Title: Emeritus Professor, Stanford University

Institute: Stanford University, Mechanical Engineering, Biomotion Laboratory

Specific Area of Interest: Osteoarthritis, Sports injury, Knee mechanics, ambulatory mechanics

What are you currently working on?

Integrating mechanics, biology, and structure to address the complexity of osteoarthritis. Some specifics:

a) Appling a mechanical stimulus (30-minute walk) to enhance the sensitivity of serum biomarkers to predict knee cartilage structural changes overtime in patients with OA and patients at risk due to prior knee injury.

b) Developing and testing a smart knee device that has been shown to mitigate knee pain and enhance muscle function as well as proprioception during walking and stair navigation. The device was successfully tested in a placebo controlled clinical trial and is now being redesigned for broad public availability.

What has been the biggest challenge/issue for you lately in your research?

To apply and communicate the need for new multidisciplinary approached that integrate biological and structural factors with ambulatory mechanics in a manner to gain a better understanding of osteoarthritis at the scales ranging from the molecule to the whole body.

What project(s) are you looking forward to in the near future?

a) Further develop the principles of applying a mechanical stimulus to enhance biomarker sensitivity in manner that leads to a stress test (similar to a cardiac stress test) to detect risk and progression of knee osteoarthritis.

b) Apply the concepts of the smart knee device described above for other applications.

» INFORMATION PROVIDED:
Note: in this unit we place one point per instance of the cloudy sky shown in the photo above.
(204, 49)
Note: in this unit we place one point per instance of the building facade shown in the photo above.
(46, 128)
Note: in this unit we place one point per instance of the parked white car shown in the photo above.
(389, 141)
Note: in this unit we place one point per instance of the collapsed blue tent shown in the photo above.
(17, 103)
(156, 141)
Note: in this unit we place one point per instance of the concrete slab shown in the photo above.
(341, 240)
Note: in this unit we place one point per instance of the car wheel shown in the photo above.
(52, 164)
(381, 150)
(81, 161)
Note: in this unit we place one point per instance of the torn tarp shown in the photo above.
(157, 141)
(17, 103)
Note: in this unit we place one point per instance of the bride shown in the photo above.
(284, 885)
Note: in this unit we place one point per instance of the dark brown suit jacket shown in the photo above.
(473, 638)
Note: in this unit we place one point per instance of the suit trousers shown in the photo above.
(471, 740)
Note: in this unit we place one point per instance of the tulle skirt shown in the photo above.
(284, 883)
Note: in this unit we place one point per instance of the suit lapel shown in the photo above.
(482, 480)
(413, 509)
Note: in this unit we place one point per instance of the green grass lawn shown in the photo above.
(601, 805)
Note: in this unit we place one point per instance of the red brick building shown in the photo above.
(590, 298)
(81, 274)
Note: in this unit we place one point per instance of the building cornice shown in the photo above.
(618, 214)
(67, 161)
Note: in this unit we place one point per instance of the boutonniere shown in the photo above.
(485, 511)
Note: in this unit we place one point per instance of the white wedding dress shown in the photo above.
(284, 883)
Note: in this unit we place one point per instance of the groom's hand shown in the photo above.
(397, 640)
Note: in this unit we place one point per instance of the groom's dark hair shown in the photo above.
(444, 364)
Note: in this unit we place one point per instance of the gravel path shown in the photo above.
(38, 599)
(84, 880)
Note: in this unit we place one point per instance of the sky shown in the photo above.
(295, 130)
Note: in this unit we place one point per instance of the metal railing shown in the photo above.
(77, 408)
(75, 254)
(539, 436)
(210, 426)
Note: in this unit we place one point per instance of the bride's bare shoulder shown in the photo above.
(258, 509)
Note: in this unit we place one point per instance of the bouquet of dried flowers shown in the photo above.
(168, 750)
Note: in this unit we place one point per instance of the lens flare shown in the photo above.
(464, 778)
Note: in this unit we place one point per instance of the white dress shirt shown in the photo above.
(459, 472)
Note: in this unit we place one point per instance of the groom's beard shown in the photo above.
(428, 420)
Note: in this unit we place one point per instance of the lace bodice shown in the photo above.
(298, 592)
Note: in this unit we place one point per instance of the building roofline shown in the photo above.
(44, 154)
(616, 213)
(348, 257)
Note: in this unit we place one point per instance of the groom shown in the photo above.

» YOUR GOAL: Please continue the osteoarthritis researcher profile above, picking up right after its final sentence.

» RESPONSE AREA:
What advice would you give investigators who are just starting out in the field?

This advice has evolved over more than 40 years of musculoskeletal research.

a) Be open to adopting new concepts from diverse disciplines.

b) Listen to opposing concepts since science does not advance on consensus. Most disruptive advances happen at the intersection of diverse viewpoints.

Here is a specific example: Leading investigators have very diverse views of osteoarthritis depending on their discipline (e.g., mechanics, metabolic disease, genetics, cartilage, bone, etc.). However, there is growing evidence that finding solutions for osteoarthritis calls for a comprehensive view of the complexity of the disease that integrates diverse views from multiple disciplines.

Is there anything in your career/research that, if you had it to do over, you would change?

Years ago, I developed a gait system that could be broadly used for clinical gait analysis with the assumption that reimbursements would cover the costs. My assumption was false, and the cost/reimbursement ratio would not sustain this approach. While the learning experience was valuable, there was a lot of time, resources and energy spent on this approach that never led to a viable clinical system.

What is your most memorable moment in your career?

Every time one of my students or post-docs presents their research at a national/international conference.